Green Technology Solutions, Inc. (“GTSO”, “we”, “us”, “our” or the “Company”) was incorporated as XCL Sunrise, Inc. in the State of Delaware on April 1, 1991. We changed our name to Sunrise Energy Resources, Inc. on November 1, 2004. On October 26, 2010, we changed our name to Green Technology Solutions, Inc.

 

On September 20, 2012 GTSO formed two subsidiaries which may be used to hold GTSO’s urban and traditional mining operations. The new subsidiaries are GTSO Urban Mining LLC and GTSO Resources LLC.

 

GTSO is in the business of identifying and acquiring rights in early stage, breakthrough green technologies, with the plan to develop these technologies into marketable products. To date, we have identified the following market segments: (1) the advancement of cleaner world-wide mining technologies, with an emphasis on rare earth and precious metals mining applications, (2) the development of additional markets for environmentally friendly methods of recovering minerals from electronic waste and (3) smart grid technology.  Our mission is to focus our resources on discovering the best available new innovative technologies and processes in this industry space and we intend to work with young companies and inventors to deliver innovation in the real world.

 

In addition to the foregoing, we plan to focus our resources on successfully identifying new green technologies that have greatest potential to produce near term profits. Due to our limited management and employees, we expect to continue to form strategic joint venture relationships with early stage development technology companies whose goals and objectives are similar to ours. Moreover, we anticipate continued use of and reliance upon industry consultants who have the knowledge and expertise in the areas of our existing and future business ventures. We have located our new offices in the Silicon Valley city of Palo Alto, California, which management believes may increase access to cutting edge technologies. As of February 28, 2013, the Company has one employee.

 

On June 12, 2010, five purchasers acquired control of 82,519 shares (16,503,817 pre-split shares) of our issued and outstanding common stock representing approximately 69.67% of the total number of issued and outstanding shares from Burisma Holdings Limited. The aggregate purchase price for the shares was $270,000. Cambridge Securities of Panama, a Panama corporation, acquired 60,411 shares of common stock, and four other unrelated corporations each acquired control of 5,527 shares of common stock.  As a result of this transaction, there was a change in control of the Company, and Cambridge Securities of Panama became the Company’s majority shareholder.

 

On October 13, 2011, the Company’s majority shareholder approved a one-for-300 reverse stock split and an increase in the authorized capital to 100 million post-split shares. These changes became effective upon approval by FINRA on January 10, 2012.

 

On November 2, 2011, John Shearer, Director and Chief Executive Officer (“CEO”) of the Company, resigned from all positions held with the Company, including resigning from Board service.  There was no disagreement between the Company and Mr. Shearer at the time of his resignation from the Company.

 

Also on November 2, 2011, the Company appointed Paul Watson as Director, CEO and President to replace Mr. Shearer.  A seasoned executive, Mr. Watson, age 37, brings a wealth of experience in finance, corporate strategy and management to GTSO. From 2005 through 2009, Mr. Watson served as a mergers and acquisitions advisor and private equity group manager for KPMG Financial Advisory Services in Shanghai, China.  From 2009 until 2011, he was Managing Director of Hermes Investment Group, a merchant bank focused on clean technology and environmental science established in Shanghai China, and headquartered in the United States; where he continues to advise portfolio operations and venture finance. Mr. Watson also currently serves as a Director and CEO of OBJ Enterprises, Inc.  He is a graduate of the University of Houston, Bauer College of Business with a bachelor’s degree in finance.  He speaks English, Chinese and Spanish.

■ The problem
Extend the Green Technology Solutions company history above, picking up right after its final sentence.

■ Provided information
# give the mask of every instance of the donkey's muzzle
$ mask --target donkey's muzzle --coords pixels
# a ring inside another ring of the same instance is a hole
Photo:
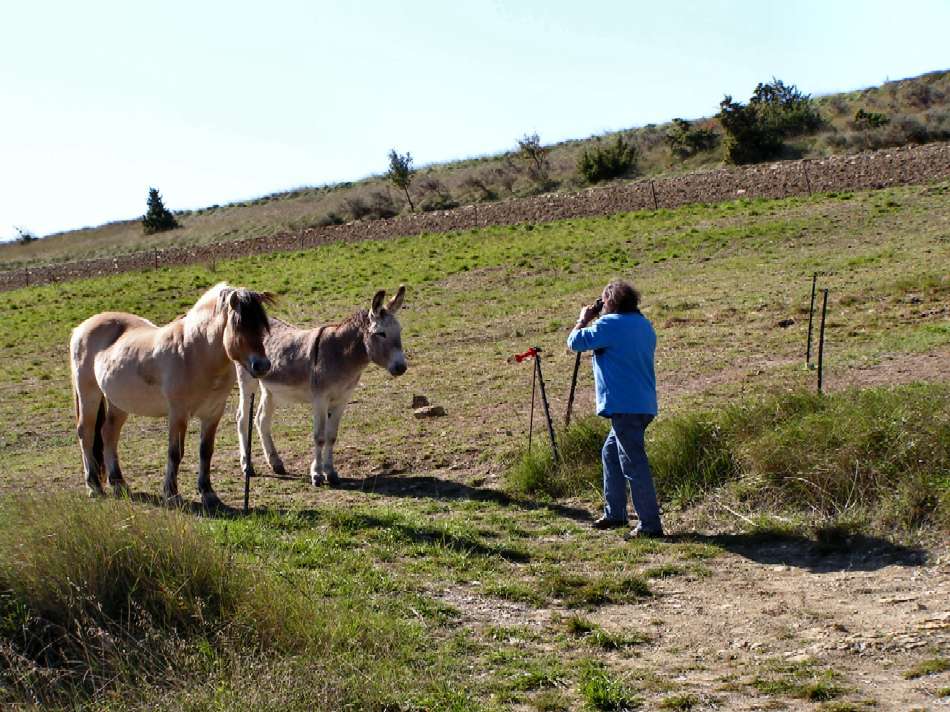
[[[248,362],[251,375],[254,376],[254,378],[266,376],[267,372],[270,371],[270,359],[266,356],[251,356]]]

■ Exercise answer
 

Current Plan of Operations

 

We are currently identifying possible early stage companies and technology across a range of green technologies and environmentally friendly practices for the purpose of acquiring rights to them, joint venture partnerships and developing them into marketable products. We have already identified several potential new technology endeavors and management is studying these endeavors for their potential inclusion into our development process.

 

On January 29, 2011, we entered into a Profit Participation Agreement with Integrated Smart Solutions, Inc. (“ISS”), a California corporation that develops smart grid technologies. Smart grid technology is an electric network which uses two-way digital communication to control appliances at consumers' homes to achieve energy savings, reduced costs and increased reliability.  Pursuant to the agreement, we will receive up to five percent of the net profits realized by ISS, if any, in exchange for six monthly payments of $10,000.  We have no guarantee that ISS will achieve profitable operations. As of December 31, 2012, GTSO has no further plans to pursue this joint venture. All amounts paid in relation to this joint venture had been expensed as incurred. As a result, there were no additional expenses related to our discontinuing participating in this joint venture.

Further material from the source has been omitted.